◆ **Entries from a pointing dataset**
** Begin **

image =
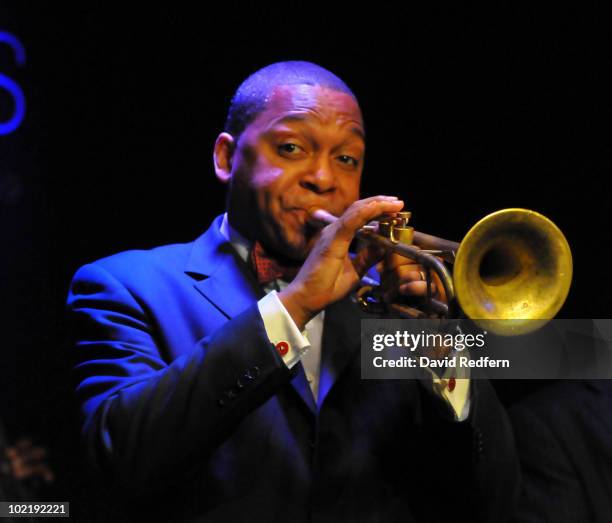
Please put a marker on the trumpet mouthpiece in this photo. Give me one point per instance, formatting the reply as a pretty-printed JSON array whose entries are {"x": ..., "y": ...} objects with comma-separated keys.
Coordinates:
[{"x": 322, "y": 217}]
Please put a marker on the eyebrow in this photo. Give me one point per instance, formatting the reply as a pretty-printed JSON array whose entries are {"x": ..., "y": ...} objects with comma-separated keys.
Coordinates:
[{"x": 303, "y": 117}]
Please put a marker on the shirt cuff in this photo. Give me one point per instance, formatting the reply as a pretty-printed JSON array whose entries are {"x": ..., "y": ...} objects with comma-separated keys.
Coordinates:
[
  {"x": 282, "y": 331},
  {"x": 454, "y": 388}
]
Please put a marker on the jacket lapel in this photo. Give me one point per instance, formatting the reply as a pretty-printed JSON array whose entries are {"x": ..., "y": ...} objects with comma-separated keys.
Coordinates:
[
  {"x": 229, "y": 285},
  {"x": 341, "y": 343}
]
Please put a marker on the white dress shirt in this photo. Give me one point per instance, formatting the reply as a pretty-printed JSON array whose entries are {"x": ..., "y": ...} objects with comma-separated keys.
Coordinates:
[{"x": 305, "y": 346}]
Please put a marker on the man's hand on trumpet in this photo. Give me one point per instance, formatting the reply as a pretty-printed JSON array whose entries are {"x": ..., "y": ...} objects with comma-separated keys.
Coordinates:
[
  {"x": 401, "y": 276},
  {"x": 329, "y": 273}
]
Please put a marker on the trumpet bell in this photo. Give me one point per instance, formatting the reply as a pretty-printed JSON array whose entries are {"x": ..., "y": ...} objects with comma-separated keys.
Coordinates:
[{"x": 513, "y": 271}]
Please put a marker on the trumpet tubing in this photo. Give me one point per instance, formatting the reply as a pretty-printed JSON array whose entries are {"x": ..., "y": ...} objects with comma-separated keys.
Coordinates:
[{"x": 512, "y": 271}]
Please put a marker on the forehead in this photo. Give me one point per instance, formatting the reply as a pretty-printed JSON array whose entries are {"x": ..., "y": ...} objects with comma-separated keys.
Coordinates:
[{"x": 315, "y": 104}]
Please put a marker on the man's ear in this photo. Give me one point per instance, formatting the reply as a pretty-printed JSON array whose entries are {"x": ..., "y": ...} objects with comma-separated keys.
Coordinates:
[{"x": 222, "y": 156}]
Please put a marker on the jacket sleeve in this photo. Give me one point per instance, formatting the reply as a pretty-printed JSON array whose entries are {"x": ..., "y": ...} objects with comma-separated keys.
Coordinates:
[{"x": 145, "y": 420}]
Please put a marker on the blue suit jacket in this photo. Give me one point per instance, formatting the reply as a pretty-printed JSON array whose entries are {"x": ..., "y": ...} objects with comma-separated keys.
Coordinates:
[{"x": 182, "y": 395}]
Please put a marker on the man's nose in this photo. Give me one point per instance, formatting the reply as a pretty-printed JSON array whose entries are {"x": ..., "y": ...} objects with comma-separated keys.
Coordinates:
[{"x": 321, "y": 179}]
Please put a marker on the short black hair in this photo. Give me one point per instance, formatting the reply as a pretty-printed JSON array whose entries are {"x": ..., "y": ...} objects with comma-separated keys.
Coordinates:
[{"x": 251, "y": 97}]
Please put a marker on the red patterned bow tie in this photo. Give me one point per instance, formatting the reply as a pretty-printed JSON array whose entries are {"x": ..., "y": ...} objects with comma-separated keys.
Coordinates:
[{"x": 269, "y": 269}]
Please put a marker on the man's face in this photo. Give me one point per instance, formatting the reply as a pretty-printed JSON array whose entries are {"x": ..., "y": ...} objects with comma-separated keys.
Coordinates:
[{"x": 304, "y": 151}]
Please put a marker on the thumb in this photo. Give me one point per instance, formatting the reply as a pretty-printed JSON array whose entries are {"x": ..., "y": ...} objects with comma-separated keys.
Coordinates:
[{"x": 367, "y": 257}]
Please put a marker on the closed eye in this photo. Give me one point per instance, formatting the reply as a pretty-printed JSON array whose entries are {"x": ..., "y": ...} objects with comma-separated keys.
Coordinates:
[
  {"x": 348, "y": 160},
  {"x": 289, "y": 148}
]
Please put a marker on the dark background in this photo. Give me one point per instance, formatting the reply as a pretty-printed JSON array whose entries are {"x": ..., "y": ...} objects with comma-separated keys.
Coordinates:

** End **

◆ **Exercise**
Rewrite the lines from the one containing "Please put a marker on the red" through the last line, changing "Coordinates" to "Points" and leaving everything else the same.

◆ **Solution**
Please put a marker on the red patterned bow tie in this photo. Give me one point per instance, formatting the reply as a pretty-printed JSON array whose entries are {"x": ..., "y": ...} objects with comma-separated keys.
Points:
[{"x": 269, "y": 269}]
Please put a marker on the man's face in this photo. Give me one point per instance, formatting the reply as a pretty-printed JSON array whose entries are {"x": ..., "y": ...} objects with comma-separated keys.
Points:
[{"x": 304, "y": 151}]
Please put a marker on the thumb in this photo. Give me one point per instance, formatting the reply as a pretty-printed JSON array whose entries are {"x": ..., "y": ...} objects with comma-separated keys.
Points:
[{"x": 367, "y": 257}]
Please put a marker on the closed eye in this photo. Give me one point per instance, formatting the reply as a pretty-printed JSON array whose entries are {"x": ..., "y": ...} objects with comma-separated keys.
Points:
[
  {"x": 348, "y": 160},
  {"x": 289, "y": 148}
]
Please put a marker on the dark background in this photo. Give me one point per instance, formatting the reply as a pretty-printed JSON array whose entries are {"x": ..., "y": ...} objects with comma-separated keys.
Points:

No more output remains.